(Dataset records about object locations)
☆ ☆ ☆

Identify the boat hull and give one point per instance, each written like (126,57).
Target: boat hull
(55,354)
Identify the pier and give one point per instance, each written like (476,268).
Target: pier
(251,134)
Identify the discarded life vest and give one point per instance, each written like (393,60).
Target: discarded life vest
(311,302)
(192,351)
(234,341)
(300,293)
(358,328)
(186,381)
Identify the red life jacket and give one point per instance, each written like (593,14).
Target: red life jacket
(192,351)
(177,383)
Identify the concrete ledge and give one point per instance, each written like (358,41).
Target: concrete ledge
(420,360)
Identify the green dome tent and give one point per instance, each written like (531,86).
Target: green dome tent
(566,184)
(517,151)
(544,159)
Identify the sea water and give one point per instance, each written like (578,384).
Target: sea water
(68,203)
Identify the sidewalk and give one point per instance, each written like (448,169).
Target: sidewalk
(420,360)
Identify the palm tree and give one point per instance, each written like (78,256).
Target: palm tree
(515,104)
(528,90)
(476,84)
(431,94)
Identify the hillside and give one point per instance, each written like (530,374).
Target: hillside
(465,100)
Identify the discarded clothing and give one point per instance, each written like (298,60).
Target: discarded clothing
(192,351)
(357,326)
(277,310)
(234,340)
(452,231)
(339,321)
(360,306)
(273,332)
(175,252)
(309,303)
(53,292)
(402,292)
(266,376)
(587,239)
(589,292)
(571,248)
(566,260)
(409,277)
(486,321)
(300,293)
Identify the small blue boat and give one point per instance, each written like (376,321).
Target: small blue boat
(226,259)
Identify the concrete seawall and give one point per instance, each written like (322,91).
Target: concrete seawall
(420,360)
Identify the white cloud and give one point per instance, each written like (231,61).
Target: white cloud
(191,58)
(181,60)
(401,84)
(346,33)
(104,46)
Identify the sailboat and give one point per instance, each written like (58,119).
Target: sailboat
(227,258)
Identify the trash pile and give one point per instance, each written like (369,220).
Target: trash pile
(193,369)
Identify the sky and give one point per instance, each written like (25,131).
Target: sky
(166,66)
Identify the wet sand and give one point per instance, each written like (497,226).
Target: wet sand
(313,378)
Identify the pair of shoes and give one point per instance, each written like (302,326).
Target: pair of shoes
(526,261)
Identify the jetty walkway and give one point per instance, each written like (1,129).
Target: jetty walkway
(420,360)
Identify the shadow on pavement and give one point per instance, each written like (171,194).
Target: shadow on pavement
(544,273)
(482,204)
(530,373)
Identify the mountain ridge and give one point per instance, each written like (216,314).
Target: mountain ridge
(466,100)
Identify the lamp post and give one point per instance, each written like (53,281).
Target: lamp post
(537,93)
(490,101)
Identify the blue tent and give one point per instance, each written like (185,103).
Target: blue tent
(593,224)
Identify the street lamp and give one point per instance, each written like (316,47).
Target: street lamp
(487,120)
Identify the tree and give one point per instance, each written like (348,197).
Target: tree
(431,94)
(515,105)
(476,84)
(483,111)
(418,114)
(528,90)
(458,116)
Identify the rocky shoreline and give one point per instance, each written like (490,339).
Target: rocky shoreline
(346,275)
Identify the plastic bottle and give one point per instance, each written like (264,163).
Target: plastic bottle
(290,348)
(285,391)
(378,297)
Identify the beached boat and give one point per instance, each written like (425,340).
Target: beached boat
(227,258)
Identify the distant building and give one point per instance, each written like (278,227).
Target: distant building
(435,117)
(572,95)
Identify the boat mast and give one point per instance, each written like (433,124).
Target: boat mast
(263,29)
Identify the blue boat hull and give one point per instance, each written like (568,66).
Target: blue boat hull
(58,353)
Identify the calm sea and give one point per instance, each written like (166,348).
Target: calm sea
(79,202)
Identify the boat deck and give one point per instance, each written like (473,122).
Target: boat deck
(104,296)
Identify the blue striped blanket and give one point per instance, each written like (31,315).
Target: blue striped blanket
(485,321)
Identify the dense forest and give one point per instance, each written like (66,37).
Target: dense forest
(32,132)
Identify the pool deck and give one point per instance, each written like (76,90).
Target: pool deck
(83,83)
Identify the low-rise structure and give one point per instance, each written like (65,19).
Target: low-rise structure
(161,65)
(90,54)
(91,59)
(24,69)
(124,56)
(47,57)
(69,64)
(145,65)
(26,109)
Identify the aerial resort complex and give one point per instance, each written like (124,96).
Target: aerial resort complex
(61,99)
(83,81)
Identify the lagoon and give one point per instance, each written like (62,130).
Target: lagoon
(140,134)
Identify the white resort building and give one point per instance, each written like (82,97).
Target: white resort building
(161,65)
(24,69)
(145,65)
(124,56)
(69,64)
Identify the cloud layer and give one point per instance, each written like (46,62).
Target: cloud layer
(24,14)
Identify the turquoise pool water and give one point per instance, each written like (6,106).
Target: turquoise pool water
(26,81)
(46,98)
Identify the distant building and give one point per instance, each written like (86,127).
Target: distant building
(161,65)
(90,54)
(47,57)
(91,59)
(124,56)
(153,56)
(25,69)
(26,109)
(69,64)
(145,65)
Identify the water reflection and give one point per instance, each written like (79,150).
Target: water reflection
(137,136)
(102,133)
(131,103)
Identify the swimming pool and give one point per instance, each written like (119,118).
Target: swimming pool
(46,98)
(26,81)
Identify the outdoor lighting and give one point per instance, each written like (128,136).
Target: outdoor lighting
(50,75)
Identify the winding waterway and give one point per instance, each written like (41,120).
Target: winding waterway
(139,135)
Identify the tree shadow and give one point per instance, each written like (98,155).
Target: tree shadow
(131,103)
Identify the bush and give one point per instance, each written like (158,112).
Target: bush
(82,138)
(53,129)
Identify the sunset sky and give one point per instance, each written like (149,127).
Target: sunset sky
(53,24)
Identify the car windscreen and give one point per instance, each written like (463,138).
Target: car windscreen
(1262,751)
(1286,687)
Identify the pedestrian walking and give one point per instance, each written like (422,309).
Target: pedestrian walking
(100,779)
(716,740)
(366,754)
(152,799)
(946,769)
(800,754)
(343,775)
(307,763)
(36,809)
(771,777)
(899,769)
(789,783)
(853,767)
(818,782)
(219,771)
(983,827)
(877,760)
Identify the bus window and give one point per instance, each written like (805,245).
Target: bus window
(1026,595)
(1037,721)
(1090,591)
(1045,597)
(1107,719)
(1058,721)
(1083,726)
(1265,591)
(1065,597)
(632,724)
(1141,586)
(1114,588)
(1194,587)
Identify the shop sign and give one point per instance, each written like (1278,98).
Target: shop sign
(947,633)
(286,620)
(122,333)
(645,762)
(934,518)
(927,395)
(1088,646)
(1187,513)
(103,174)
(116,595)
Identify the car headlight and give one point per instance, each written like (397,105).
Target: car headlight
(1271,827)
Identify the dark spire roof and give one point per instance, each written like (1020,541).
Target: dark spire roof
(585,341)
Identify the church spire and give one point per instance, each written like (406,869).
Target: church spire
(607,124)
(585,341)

☆ ☆ ☆

*Problem description*: Every line from the one containing "Identify the winding" through the last line must be copied exactly; leave out the rest.

*Response for this exercise*:
Identify the winding waterway and give one point per instance, each written like (41,120).
Target: winding waterway
(139,135)
Identify the tree shadow and give one point per instance, each written like (98,155).
Target: tree shadow
(131,103)
Identify the bush and give one point per instance, each written like (158,112).
Target: bush
(82,138)
(53,129)
Identify the sunset sky and give one point per instance, each written like (149,127).
Target: sunset sky
(53,24)
Identify the car windscreen and give one point per instance, each written like (463,138).
Target: car windscreen
(1262,751)
(1286,687)
Identify the pedestrian walking and give one point per instance, each written like (422,309).
Target: pedestrian walking
(100,779)
(716,740)
(366,754)
(152,799)
(946,769)
(800,754)
(343,775)
(307,763)
(36,809)
(771,777)
(899,769)
(789,783)
(853,767)
(818,782)
(219,771)
(983,827)
(877,760)
Identify the bus window and give one point per instance, each written like (805,245).
Target: bus window
(1026,595)
(1037,721)
(1090,591)
(1045,597)
(1107,719)
(1058,721)
(1083,726)
(1265,591)
(1065,597)
(632,724)
(1141,586)
(1114,588)
(1194,587)
Identify the shop sign and give one point per instance, each written like (1278,98).
Target: shop sign
(947,633)
(286,620)
(122,333)
(645,762)
(934,518)
(927,395)
(1088,646)
(1187,513)
(103,174)
(116,595)
Identify the car headlight and give one point per instance, each written like (397,105).
Target: car headlight
(1271,827)
Identify the dark spire roof and give one point per instance, each written like (1020,541).
Target: dark spire roof
(585,341)
Identify the church spire and give one point per instance, each written like (406,869).
Target: church spire
(607,124)
(585,341)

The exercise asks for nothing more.